Return the records below word for word, changing nothing in any line.
--- Begin Input records ---
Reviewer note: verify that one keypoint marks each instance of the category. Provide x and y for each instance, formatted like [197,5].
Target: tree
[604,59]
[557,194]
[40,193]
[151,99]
--- End Input records ---
Output of the task =>
Reviewer note: verify that one keypoint marks each instance of the category. Provide x and y for each instance, formatted like [197,5].
Target: tree
[604,59]
[557,194]
[40,193]
[151,99]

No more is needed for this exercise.